### O QUE SE PEDE
1: No texto sobre Cid Moreira, quem dirigia a revista Caras na época do ensaio na banheira?
2: Dê sequência ao texto sobre Cid Moreira, escrevendo o que viria logo depois da última frase.

Cid Moreira não só topou posar numa banheira para a Caras, como repetiu o ensaio

Publicado em 04/10/2024

Voz que inspirou obediência e crença no telespectador brasileiro por mais de 26 anos à frente do principal noticiário do país, Cid Moreira teve sua trajetória relembrada nesta quinta-feira (3), quando nos deixou. Em análise sobre essa grande figura, disse eu à CNN Brasil, em conversa com Elisa Veeck, Pedro Duran e Basília Rodrigues, que se Deus tivesse fisicamente uma voz, seria a voz de Cid Moreira. Fico a imaginar Moisés no Monte em conversa com o grande Criador, naquela encenação clássica de uma voz – a do Cid – saindo das nuvens.

Não é à toa que a gravação da Bíblia em formato de audiolivro faz tanto sucesso na voz dele.

É claro que eu, como qualquer cidadão, pedi que ele me dissesse “Boa Noite” na primeira vez em que conversei com ele, ainda por telefone. Repeti o pedido, como criança diante de picolé, quando tive a oportunidade de encontra-lo pessoalmente, por ocasião do lançamento das primeiras gravações bíblicas feitas por ele, ali num antigo hotel na av. Duque de Caxias, ao lado da sede da Folha, onde eu trabalhava.

Entre as boas histórias sobre Cid relembradas em seus obituários, evidentemente está a inesquecível capa da revista Caras, e certamente nenhuma outra edição da revista causou mais impacto que aquela, em razão da foto em si, do personagem, até então tão recluso, e do momento, pré-Instagram ou qualquer outra rede social. Era ainda o primeiro ano da Caras no Brasil, a primeira publicação obcecada por explorar os mais diversos ângulos das casas dos famosos, o que deslumbrava seus leitores.

De repente, você tem o apresentador do Jornal Nacional, dono daquela voz toda, com as pernas desnudas erguidas de uma banherira de espuma, obra de Marcelo Tabach. Ali estava a desconstrução daquela figura absolutamente respeitada ao longo de anos no Jornal Nacional. O que não se contou sobre o famoso ensaio é que Cid não só topou a proposta da Caras, à época dirigida pelo saudoso Nirlando Beirão, como, segundo me contou o próprio Nirlando, repetiu o ensaio a pedido da revista.

Tempos após a publicação e seu gigantesco impacto, Nirlando buscou pelas mais famosas imagens da revista para uma edição especial e exposição, mas não encontrou os cromos, material original para ampliação. Embora tenha tomado pito do então chefe, Alberico de Souza Cruz, Cid nunca escondeu que adorou o resultado do ensaio. E, convidado a repetir as fotos para a exposição, topou.

### DADOS MOSTRADOS

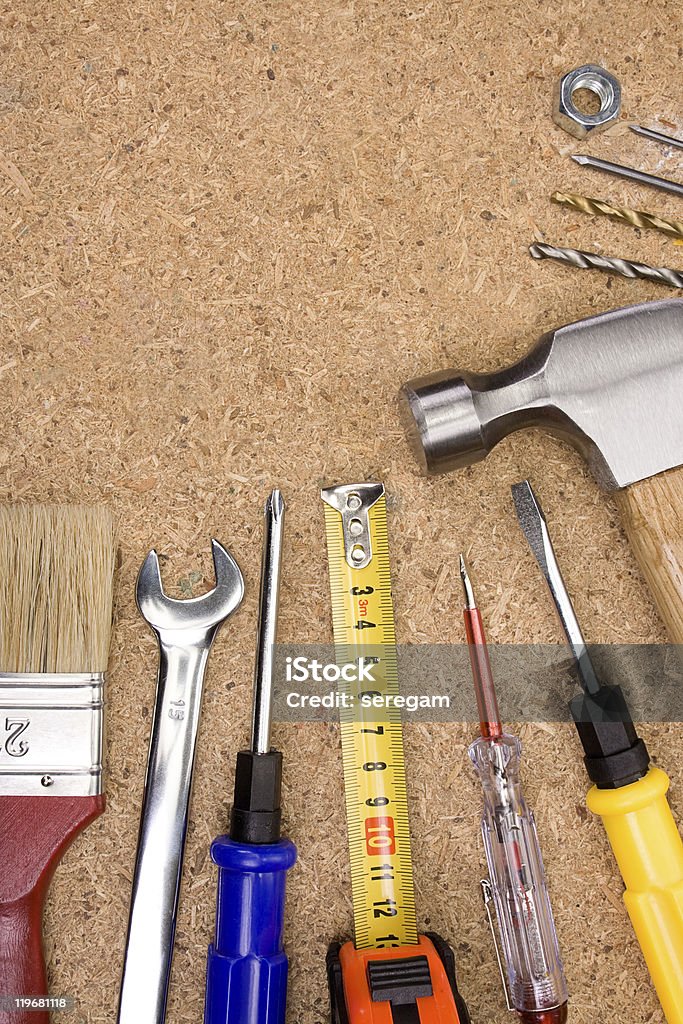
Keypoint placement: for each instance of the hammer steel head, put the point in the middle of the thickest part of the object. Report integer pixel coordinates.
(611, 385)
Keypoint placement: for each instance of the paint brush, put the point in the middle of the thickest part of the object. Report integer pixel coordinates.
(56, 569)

### RESPOSTAS
1: Nirlando Beirão.

2:
Essa seria uma façanha impossível hoje, num mundo calçado em precauções impostas pela comunicação corporativa que auxilia empresas e pessoas nas relações com a imprensa.  Já faz alguns anos que todo funcionário contratado pela Globo tem de pedir autorização à Comunicação da empresa para dar uma entrevista ou fazer fotos dentro do contexto que cabe à emissora. Um ator que esteja fazendo um filme ou uma peça fora da Globo, evidentemente tem total liberdade para trabalhar a divulgação dessas obras, mas se a matéria for rigorosamente sobre o trabalho dele na emissora, a equipe da asssessoria de imprensa é obrigatoriamente consultada.

Hoje, Cid só faria as fotos para a Caras sob aval da direção de jornalismo, e a equipeda revista teria de se submeter à presença de uma profissional da Comunicação da Globo acompanhando todo o ensaio e entrevista. Certamente uma foto como aquela seria imediatamente vetada, a fim de não ferir a edulcorada imagem do homem que apresentava o jornal da casa.

Dos momentos inesquecíveis de Cid na bancada, aquele que considero mais chocante foi a leitura de um texto em condição de direito de resposta dado a Leonel Brizola e lido por ele. Mas Cid era tão perfeito como locutor, que embora proferisse palavras árduas contra seu patrão, Roberto Marinho, um conteúdo que desafinava de seu timbre para os nossos ouvidos, também desafiava a entonação que ele sabiamente dava àquilo como mera leitura de texto, visivelmente contrariado e longe do engajamento exibido com maestria na bancada do telejornal que ele ajudou a erguer. Ao pé deste texto, publico um link do YouTube relembrando o episódio.

Cid Moreira e Sérgio Chapelin não tinham qualquer interferência no texto que liam, produzido sempre por terceiros. E quando o saudoso  Evandro Carlos de Andrade assumiu o Jornalismo da Globo, egresso do jornal O Globo, com carta branca de Roberto Marinho, uma de suas primeiras decisões foi a troca de locutores por jornalistas na bancada dos telejornais, inclusive o tradicional JN. Ainda que os jornalistas àquela época não dessem um pio além do que liam no teleprompter, Evandro queria que fosse dado aos leitores das notícias diante das câmeras a autonomia e o domínio editorial sobre o que estavam lendo para o público.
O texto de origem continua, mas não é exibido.